[Stored entries]
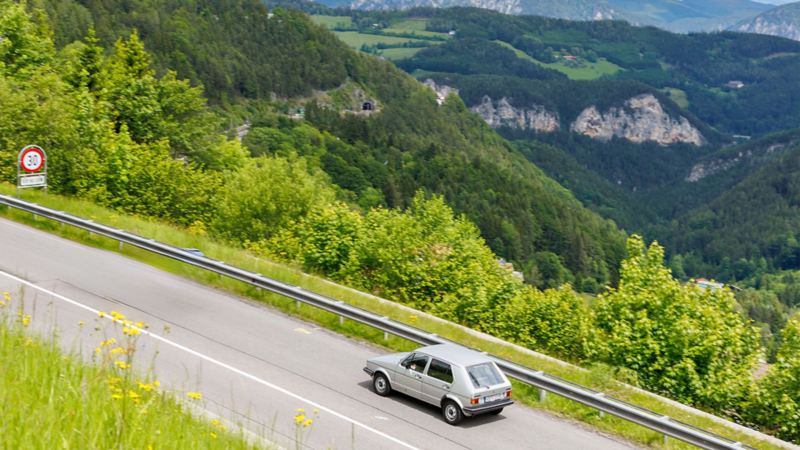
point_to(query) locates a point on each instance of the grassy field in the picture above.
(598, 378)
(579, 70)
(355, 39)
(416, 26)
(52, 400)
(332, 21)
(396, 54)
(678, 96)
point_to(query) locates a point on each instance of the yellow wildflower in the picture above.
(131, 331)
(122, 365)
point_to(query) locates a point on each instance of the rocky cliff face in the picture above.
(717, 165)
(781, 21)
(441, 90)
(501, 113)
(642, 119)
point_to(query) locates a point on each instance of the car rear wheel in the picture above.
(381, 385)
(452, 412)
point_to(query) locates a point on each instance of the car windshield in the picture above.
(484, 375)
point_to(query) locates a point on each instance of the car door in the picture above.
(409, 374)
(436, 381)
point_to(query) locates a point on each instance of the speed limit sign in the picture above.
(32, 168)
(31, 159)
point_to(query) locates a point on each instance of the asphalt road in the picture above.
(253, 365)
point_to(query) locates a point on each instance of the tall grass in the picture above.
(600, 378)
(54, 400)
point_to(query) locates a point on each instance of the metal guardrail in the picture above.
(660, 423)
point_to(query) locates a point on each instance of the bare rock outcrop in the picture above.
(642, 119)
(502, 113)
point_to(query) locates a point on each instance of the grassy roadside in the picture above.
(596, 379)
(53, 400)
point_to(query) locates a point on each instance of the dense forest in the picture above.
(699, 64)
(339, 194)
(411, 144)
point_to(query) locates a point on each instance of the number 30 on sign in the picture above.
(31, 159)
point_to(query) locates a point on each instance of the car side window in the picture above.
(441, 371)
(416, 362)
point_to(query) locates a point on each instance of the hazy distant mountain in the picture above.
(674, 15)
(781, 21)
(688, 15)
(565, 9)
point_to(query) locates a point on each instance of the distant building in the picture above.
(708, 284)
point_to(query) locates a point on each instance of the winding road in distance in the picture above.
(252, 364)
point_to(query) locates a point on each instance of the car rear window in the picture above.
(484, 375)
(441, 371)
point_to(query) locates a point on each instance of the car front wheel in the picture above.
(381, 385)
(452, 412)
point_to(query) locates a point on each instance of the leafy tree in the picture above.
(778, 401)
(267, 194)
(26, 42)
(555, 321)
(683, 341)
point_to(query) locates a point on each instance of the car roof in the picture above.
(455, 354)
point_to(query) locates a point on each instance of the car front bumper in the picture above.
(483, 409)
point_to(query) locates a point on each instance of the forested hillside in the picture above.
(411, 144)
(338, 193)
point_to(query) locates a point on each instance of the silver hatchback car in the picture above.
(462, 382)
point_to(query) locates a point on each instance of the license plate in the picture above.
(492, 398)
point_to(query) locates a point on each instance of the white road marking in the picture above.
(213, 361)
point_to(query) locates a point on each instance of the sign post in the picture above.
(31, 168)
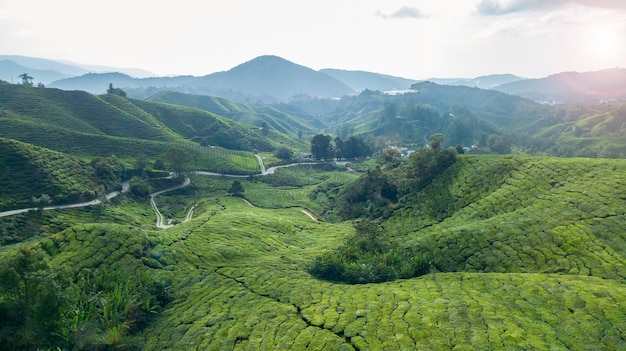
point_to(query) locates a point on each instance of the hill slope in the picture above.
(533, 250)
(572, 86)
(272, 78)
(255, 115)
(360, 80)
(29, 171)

Given task
Reproduce all the entries that precede this task, word for word, minus any pictures.

Exercise response
point_to(query) locates a point on each instance of the grassy field in the picture above.
(598, 378)
(579, 70)
(355, 39)
(416, 26)
(52, 400)
(332, 21)
(396, 54)
(678, 96)
point_to(query) locates a point on each instance of the yellow wildflower in the picture above.
(131, 331)
(122, 365)
point_to(query) locates a point on each instance of the rocky cliff face in the picture above.
(717, 165)
(781, 21)
(441, 90)
(501, 113)
(642, 119)
point_to(query) locates a point on each instance of the car rear wheel in the picture above.
(381, 385)
(452, 412)
point_to(query) locates a point on each instance of the car windshield in the picture above.
(484, 375)
point_to(query) locates a point on each instance of the car door in the picture above.
(409, 374)
(436, 381)
point_to(query) locates a point on each instance of the speed limit sign in the picture above.
(32, 168)
(31, 159)
point_to(query) locates a point on each instance of the asphalt road in the picture above.
(253, 365)
point_to(query) locates a point on each instance of the tall grass in the picture above.
(600, 378)
(54, 400)
point_to(query) locates a point on each instance of the metal guardrail in the picture above.
(660, 423)
point_to(query) locates a point on each instance of the bare rock outcrop in the picture above.
(642, 119)
(502, 113)
point_to(query) locates a point on each instance of the grassy roadside in the picture above.
(596, 379)
(53, 400)
point_to(query) locates a point on each instance of the dense forest in the picture above.
(699, 64)
(339, 194)
(411, 144)
point_to(query) locates a point on each instance of the number 30 on sign in the picture above.
(31, 159)
point_to(query) locates a point on each instance of the car side window in the picture above.
(441, 371)
(416, 362)
point_to(query) locates a point on each instance of the hazy distant mountain in the picture above.
(674, 15)
(781, 21)
(688, 15)
(565, 9)
point_to(query) locates a point on each instance of the distant building in the picture above.
(708, 284)
point_to(query) locates a point on each instance of the winding road in distance in the picture above.
(252, 364)
point_to(query) locates a point on each instance of the car rear window in the picture above.
(484, 375)
(441, 371)
point_to(query) locates a point on each instance of the car front wheel in the picture above.
(381, 385)
(452, 412)
point_to(query) locates a point on each instance of the leafy tree in the picture above.
(778, 401)
(267, 194)
(26, 42)
(555, 321)
(683, 341)
point_to(query) locates a point on each instance of the car roof in the picture above.
(455, 354)
point_to(query) locates a point on each instance of the car front bumper in the picture above.
(483, 409)
point_to(query) locates a point on each instance of the forested hillside in the picture above.
(411, 144)
(338, 193)
point_to(query) locates a point on each instance of the silver hatchback car in the picture above.
(462, 382)
point_to(query) locates a point on each instance of the license plate in the picture above.
(492, 398)
point_to(query) locates a point on each instance of the white road marking in the picture above.
(213, 361)
point_to(query) locates a point on each instance of the sign post in the picture above.
(31, 168)
point_to(query) locates a point on each instance of the hill slope in the picture above.
(533, 250)
(572, 86)
(272, 78)
(255, 115)
(360, 80)
(29, 171)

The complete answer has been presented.